» **Records supplied**:
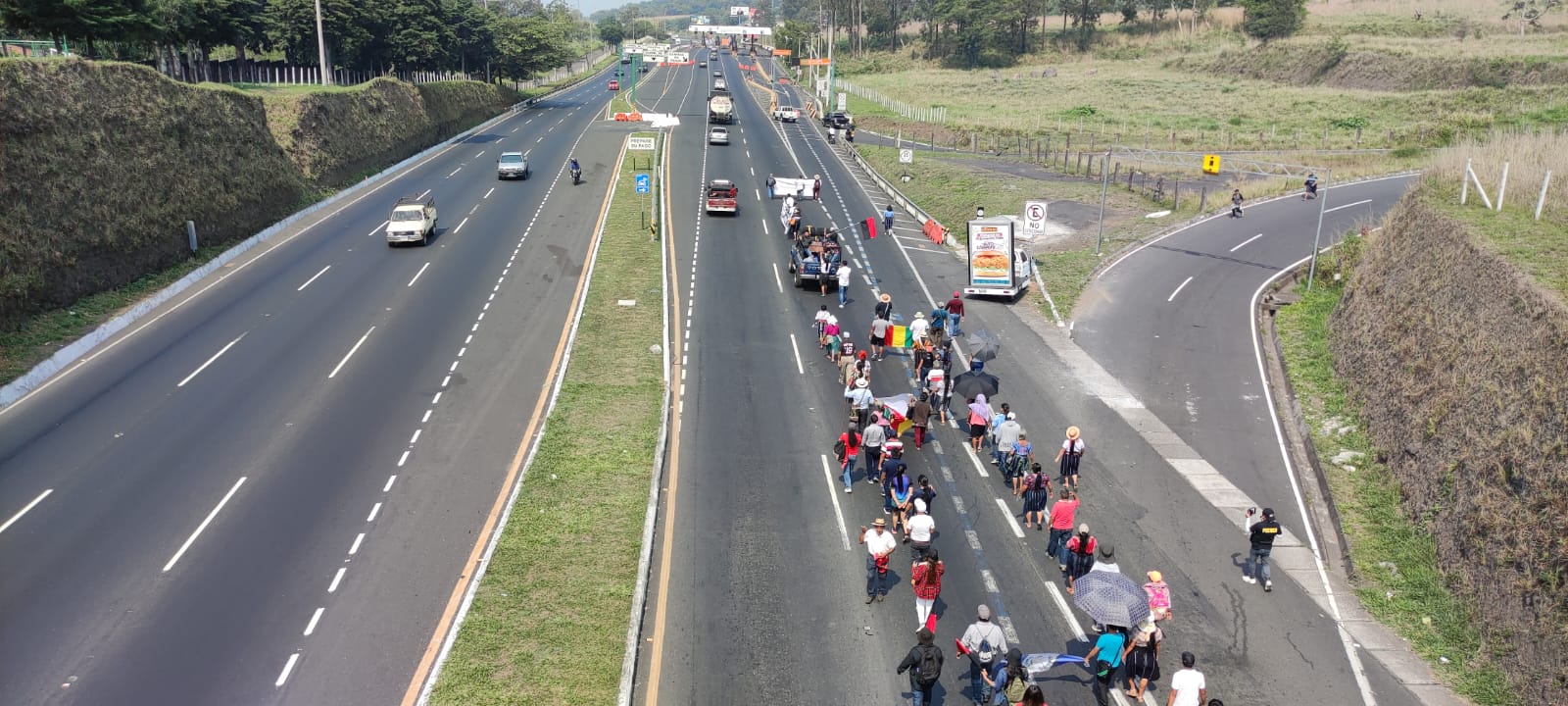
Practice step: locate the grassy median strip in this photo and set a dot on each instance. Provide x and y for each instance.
(548, 624)
(1397, 577)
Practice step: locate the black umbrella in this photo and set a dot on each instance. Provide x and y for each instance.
(972, 384)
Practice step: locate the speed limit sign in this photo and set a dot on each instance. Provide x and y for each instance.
(1034, 219)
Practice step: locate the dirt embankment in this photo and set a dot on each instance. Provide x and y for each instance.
(102, 164)
(1337, 65)
(1458, 361)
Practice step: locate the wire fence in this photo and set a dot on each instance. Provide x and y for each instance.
(906, 110)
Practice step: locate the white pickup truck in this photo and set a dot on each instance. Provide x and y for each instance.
(413, 220)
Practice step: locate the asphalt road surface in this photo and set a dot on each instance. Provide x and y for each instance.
(267, 491)
(762, 592)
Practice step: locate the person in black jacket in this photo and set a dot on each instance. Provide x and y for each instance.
(924, 651)
(1261, 533)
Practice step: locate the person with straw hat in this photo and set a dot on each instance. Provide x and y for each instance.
(1068, 455)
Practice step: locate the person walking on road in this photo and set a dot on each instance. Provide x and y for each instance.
(1142, 658)
(956, 313)
(1079, 554)
(925, 578)
(878, 549)
(861, 402)
(1068, 457)
(878, 336)
(921, 420)
(919, 525)
(1104, 659)
(985, 643)
(1188, 686)
(1037, 493)
(924, 666)
(1261, 533)
(847, 447)
(872, 441)
(1062, 514)
(1159, 596)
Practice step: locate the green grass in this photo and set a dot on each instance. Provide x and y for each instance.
(949, 192)
(43, 334)
(548, 624)
(1396, 559)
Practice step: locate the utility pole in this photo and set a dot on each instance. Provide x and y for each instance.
(320, 46)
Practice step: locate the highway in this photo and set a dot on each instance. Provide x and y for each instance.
(267, 490)
(758, 582)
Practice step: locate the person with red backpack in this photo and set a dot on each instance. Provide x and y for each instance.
(847, 447)
(924, 666)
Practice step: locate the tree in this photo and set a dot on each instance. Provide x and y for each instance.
(1272, 20)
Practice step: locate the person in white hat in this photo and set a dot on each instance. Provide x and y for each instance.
(921, 528)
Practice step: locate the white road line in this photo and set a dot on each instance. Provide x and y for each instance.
(417, 274)
(1011, 522)
(204, 523)
(41, 496)
(1244, 242)
(833, 493)
(308, 281)
(1358, 203)
(209, 361)
(316, 619)
(350, 353)
(287, 669)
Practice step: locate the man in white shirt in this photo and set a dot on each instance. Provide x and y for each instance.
(1188, 686)
(921, 528)
(878, 548)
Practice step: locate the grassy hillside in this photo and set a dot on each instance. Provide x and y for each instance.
(1452, 337)
(106, 162)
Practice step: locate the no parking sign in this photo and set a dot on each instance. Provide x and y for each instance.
(1034, 220)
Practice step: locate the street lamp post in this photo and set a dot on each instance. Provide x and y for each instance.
(320, 47)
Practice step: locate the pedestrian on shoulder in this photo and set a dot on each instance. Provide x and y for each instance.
(925, 578)
(924, 666)
(984, 643)
(878, 549)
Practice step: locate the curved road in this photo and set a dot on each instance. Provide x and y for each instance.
(266, 491)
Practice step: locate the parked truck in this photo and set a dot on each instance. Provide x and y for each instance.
(998, 263)
(720, 107)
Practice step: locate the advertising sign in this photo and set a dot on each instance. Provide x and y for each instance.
(1034, 220)
(992, 253)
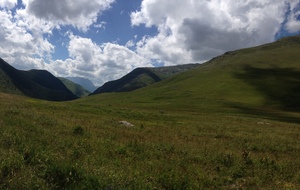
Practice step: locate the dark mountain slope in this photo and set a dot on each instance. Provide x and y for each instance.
(87, 84)
(37, 83)
(142, 77)
(75, 88)
(263, 80)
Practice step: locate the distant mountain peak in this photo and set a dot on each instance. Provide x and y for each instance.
(86, 83)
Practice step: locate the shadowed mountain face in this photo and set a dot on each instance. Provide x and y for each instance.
(37, 83)
(279, 85)
(87, 84)
(75, 88)
(142, 77)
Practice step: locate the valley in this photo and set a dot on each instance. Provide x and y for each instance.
(230, 123)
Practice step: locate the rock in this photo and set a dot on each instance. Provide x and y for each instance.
(126, 123)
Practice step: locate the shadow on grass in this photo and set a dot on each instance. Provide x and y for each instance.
(281, 89)
(268, 114)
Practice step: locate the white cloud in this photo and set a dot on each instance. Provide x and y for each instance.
(9, 4)
(98, 63)
(197, 30)
(79, 13)
(18, 45)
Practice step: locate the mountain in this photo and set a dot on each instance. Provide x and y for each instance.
(262, 80)
(87, 84)
(142, 77)
(263, 77)
(34, 83)
(75, 88)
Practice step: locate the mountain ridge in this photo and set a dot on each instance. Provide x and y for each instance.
(39, 84)
(141, 77)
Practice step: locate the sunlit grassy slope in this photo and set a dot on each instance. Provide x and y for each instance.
(231, 123)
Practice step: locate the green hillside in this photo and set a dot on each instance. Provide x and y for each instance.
(142, 77)
(264, 77)
(231, 123)
(75, 88)
(34, 83)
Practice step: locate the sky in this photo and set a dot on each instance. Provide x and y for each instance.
(103, 40)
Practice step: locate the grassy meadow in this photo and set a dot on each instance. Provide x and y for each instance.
(74, 145)
(231, 123)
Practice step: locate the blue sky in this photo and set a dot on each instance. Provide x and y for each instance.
(103, 40)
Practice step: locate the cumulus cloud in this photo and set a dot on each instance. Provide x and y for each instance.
(195, 31)
(100, 63)
(18, 45)
(187, 31)
(9, 4)
(79, 13)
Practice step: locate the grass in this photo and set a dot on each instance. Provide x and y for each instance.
(47, 145)
(218, 126)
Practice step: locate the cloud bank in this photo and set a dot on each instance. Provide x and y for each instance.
(187, 31)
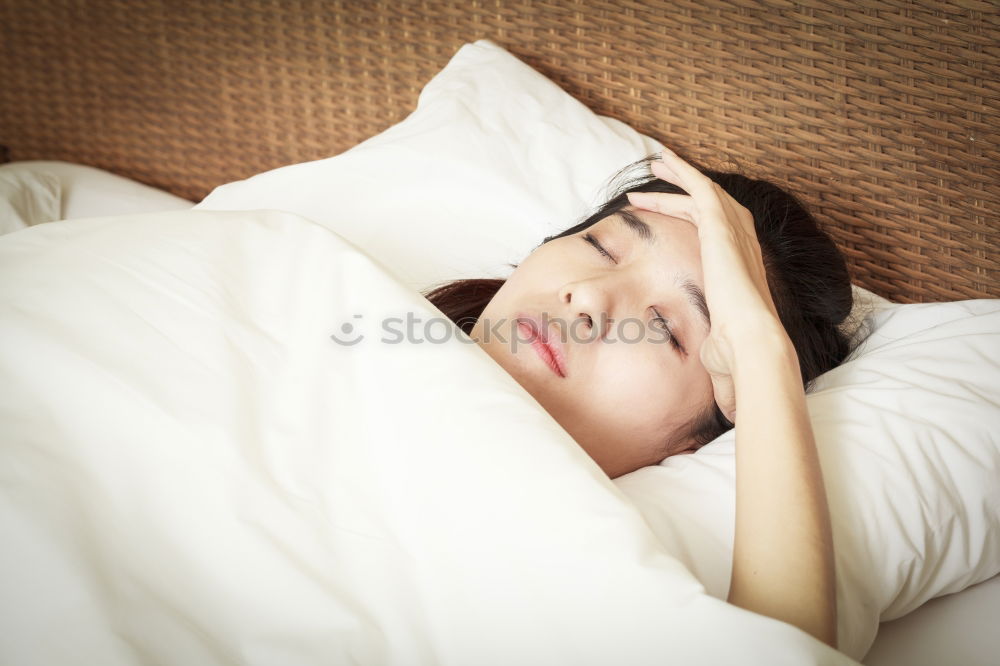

» **Short problem**: Copy out all of the data again, switching every "set a dot" to "place a marker" and keeping everything else the same. Leave the pictures out.

» **Result for this exercise**:
Practice step: locate the grassy median strip in this photo and place a marker on each instance. Provide x and y for each instance.
(548, 624)
(1397, 577)
Practice step: locate the black umbrella in this photo and place a marker on each instance. Provide x and y for each instance.
(972, 384)
Practice step: locate the speed limit sign in this photo and place a marker on each instance. Provide x and y for each instance.
(1034, 219)
Practice step: locate the dirt embankment in this photo and place a marker on each instance. Provide x and y for each instance.
(102, 164)
(1337, 65)
(1458, 361)
Practice step: locate the wire fence in this photo and place a marker on each instance. Provide x and y for each instance.
(906, 110)
Practice step: locate the white pickup truck in this photo and place a marker on each instance. Provide x and y for each instance.
(413, 220)
Practice step: locate the asphalt road surface in this photo and place a marker on each instance. Provide x and y for each instance.
(267, 491)
(762, 592)
Practice step: locate the person in black jacket in this photo and place a marker on each instance. Provide x and y for each instance.
(924, 651)
(1261, 533)
Practice step: locate the person with straw hat in this photo and place a marker on each instance. Provide x and y for each instance.
(1068, 455)
Practice step: locate the person walking on road in this photo and place a marker on each instance. Provide x and y for each instance.
(1142, 658)
(956, 313)
(1079, 554)
(925, 578)
(878, 549)
(861, 402)
(1068, 457)
(878, 336)
(921, 420)
(919, 525)
(1104, 659)
(985, 643)
(1188, 686)
(1037, 493)
(924, 666)
(1261, 533)
(847, 447)
(872, 441)
(1062, 514)
(1159, 596)
Practice step: locate the green grass in this photo and place a marker on each instance. Provide x and y for each instance.
(949, 192)
(43, 334)
(548, 624)
(1396, 559)
Practice step: locate the utility pole in this photo and place a marker on each instance. Provide x and y for each instance.
(320, 46)
Practice step: locate the highway in this photo and place a marker on each instance. Provide x and y for each instance.
(267, 490)
(758, 582)
Practice step: locate the person with red backpack in this photo and place a marker on each instance. Provide x and y for each instance.
(847, 447)
(924, 666)
Practice step: locate the tree in this photo and place a marker on each instance. Provide x and y for each instance.
(1272, 20)
Practice step: locate the person in white hat in this photo and place a marker on each instance. Provide x and y for each instance.
(921, 528)
Practice step: locate the white road line in this photo and place a marker on each instance. Provide x and y for each instance.
(417, 274)
(1011, 522)
(204, 523)
(41, 496)
(1244, 242)
(833, 493)
(308, 281)
(1358, 203)
(209, 361)
(316, 619)
(350, 353)
(287, 669)
Practice step: locate the man in white shirt in this photo and place a marker on each instance. Provide x and y for each instance.
(1188, 686)
(921, 528)
(878, 548)
Practice step: locate the grassy hillside in this photo and place a marker on each instance. Provide x and y for each instance.
(1452, 337)
(106, 162)
Practice step: locate the no parking sign in this photo and place a marker on each instance. Provide x and y for each instance.
(1034, 220)
Practice step: locate the street lamp post in this photo and place a marker on each instance. Provide x and y for each instance.
(320, 47)
Practice step: locate the pedestrian on shoulder in this photo and place a marker on each instance. Provide x and y for each instance.
(925, 578)
(924, 666)
(984, 643)
(878, 549)
Practice step: locate the curved road in this photo and place a marker on each instance. Provide x and y for each instance.
(266, 491)
Practice step: locate the parked truck in this photo and place a marker on each instance. Provide x and y for each instance.
(998, 263)
(720, 107)
Practice step: locate the advertising sign in this photo and place a marker on each instance. Provide x and y for each instance.
(1034, 220)
(992, 253)
Practice step: locate the dark mountain slope in this photo and place a marker on each instance. Provide x and y for each instance.
(87, 84)
(37, 83)
(142, 77)
(75, 88)
(263, 80)
Practice step: locate the distant mountain peak in this photo and place a marker on each instance. Provide x and y for each instance.
(86, 83)
Practice step: locate the shadowed mountain face in this photo and place a marker on each instance. Provide x and y for each instance.
(37, 83)
(279, 85)
(87, 84)
(75, 88)
(142, 77)
Practice step: locate the valley in this photo and place a marker on each instance. Provide x and y for each instance.
(230, 123)
Practice step: locate the rock in this photo and place a marker on each instance. Provide x and y for each instance.
(126, 123)
Practice step: locate the shadow on grass in this photo and place a marker on each instance. Provide x and y for each instance.
(281, 89)
(268, 114)
Practice step: locate the white cloud in this photo and place a marker on each instance. Provide x and y for each instance.
(9, 4)
(98, 63)
(197, 30)
(79, 13)
(18, 45)
Practice step: locate the mountain in this photo and place a marker on each instance. Provide x and y for each instance.
(262, 80)
(87, 84)
(142, 77)
(263, 77)
(34, 83)
(75, 88)
Practice step: locate the mountain ridge in this photo and place a marker on each instance. Provide x and y for each instance.
(39, 84)
(141, 77)
Practice step: locate the sunlit grassy slope in this photo and place a marker on each instance. Provide x and y for each instance.
(231, 123)
Practice step: locate the green hillside in this photo and place a marker on each instance. Provide x and y for each instance.
(142, 77)
(264, 77)
(231, 123)
(75, 88)
(34, 83)
Practice step: locate the sky in this photo and place a marker on each instance. Provide x and y for each instance.
(103, 40)
Practice step: locate the grassy meadow in this photo and place a marker on each instance. Provide x and y for each instance.
(74, 145)
(231, 123)
Practice step: locate the blue sky in this photo and place a marker on each instance. Provide x and y for each instance.
(103, 40)
Practice step: locate the cumulus cloud in this photo and place a marker on each instance. Provide x and y for each instance.
(195, 31)
(100, 63)
(18, 45)
(187, 31)
(9, 4)
(79, 13)
Practice step: locate the grass in this photo and place a marker on each instance. Provide x and y for each instance.
(47, 145)
(218, 126)
Practice step: locate the cloud bank in this photo and place a marker on each instance. Provide x and y for each instance.
(187, 31)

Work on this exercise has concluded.